(Extracted records)
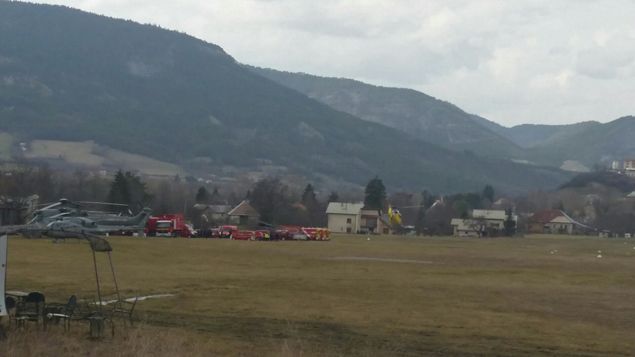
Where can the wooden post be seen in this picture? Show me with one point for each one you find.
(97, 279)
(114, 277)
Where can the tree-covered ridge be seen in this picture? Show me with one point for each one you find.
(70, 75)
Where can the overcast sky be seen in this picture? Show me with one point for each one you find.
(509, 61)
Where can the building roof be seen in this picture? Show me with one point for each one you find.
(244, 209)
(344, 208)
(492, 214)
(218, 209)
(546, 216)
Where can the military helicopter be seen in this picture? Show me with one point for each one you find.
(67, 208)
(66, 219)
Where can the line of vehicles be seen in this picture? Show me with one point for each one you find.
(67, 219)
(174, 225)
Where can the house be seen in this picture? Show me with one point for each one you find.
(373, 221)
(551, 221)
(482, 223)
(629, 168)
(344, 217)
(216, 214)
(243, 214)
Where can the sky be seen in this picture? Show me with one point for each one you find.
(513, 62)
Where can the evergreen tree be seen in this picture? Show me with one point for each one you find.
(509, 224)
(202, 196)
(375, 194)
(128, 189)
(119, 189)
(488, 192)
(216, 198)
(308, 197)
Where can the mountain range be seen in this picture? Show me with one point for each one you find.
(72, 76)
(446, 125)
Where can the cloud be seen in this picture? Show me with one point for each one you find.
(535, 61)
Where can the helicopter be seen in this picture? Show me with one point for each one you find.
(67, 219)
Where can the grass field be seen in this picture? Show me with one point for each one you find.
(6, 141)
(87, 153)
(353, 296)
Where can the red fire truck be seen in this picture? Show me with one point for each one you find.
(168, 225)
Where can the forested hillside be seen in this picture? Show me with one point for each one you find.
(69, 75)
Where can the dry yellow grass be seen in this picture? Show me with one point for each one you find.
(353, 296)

**Task:**
Write out the listing above exactly as it stands, pictures excluded.

**Result:**
Where can the wooden post be seen in this picture? Show me with one point for each one you find.
(97, 279)
(114, 277)
Where can the tree-covered ridge be seen in this picture? Show me with one point for each one you find.
(70, 75)
Where can the overcast sky be seen in this picture? Show me with one point for each one you find.
(509, 61)
Where can the building roof be seen in this picture? Show me with one point for each one you find.
(244, 209)
(344, 208)
(492, 214)
(218, 209)
(546, 216)
Where can the military helicopter be seen in this picture? Show me with one point for each one you find.
(67, 208)
(66, 219)
Where can the line of vehicles be seen in this picture? Show me with one point for each one you find.
(67, 219)
(174, 225)
Where can the house be seen in this picture? Show me with one point for each one you find.
(373, 221)
(551, 221)
(482, 223)
(629, 168)
(344, 217)
(216, 214)
(243, 214)
Where can the sky be seen in this picture? Show me with one point for each one you find.
(513, 62)
Where can the evergreen tree be seen in this picture? Show me with one point for each one you find.
(509, 224)
(202, 196)
(375, 194)
(128, 189)
(119, 189)
(488, 192)
(216, 198)
(308, 197)
Where can the mountain range be seen in this picture? Show me with one point for each one you find.
(72, 76)
(446, 125)
Where can the cloud be seen in this picture? Show me with one point for each one you find.
(535, 61)
Where can the helicopter be seen in this picture? Show me with one point for each one you find.
(67, 219)
Where can the grass field be seen in this picture? Show me with one point for each one you find.
(6, 141)
(87, 153)
(353, 296)
Where can the red fire truck be seen in this picture? Show me with one point for each one you find.
(168, 225)
Where can the forested hillside be seen in this picture? Show me with one point for each one you find.
(69, 75)
Where can the dry yellow grass be seen in this picture? Show me with one point for each one you find.
(353, 296)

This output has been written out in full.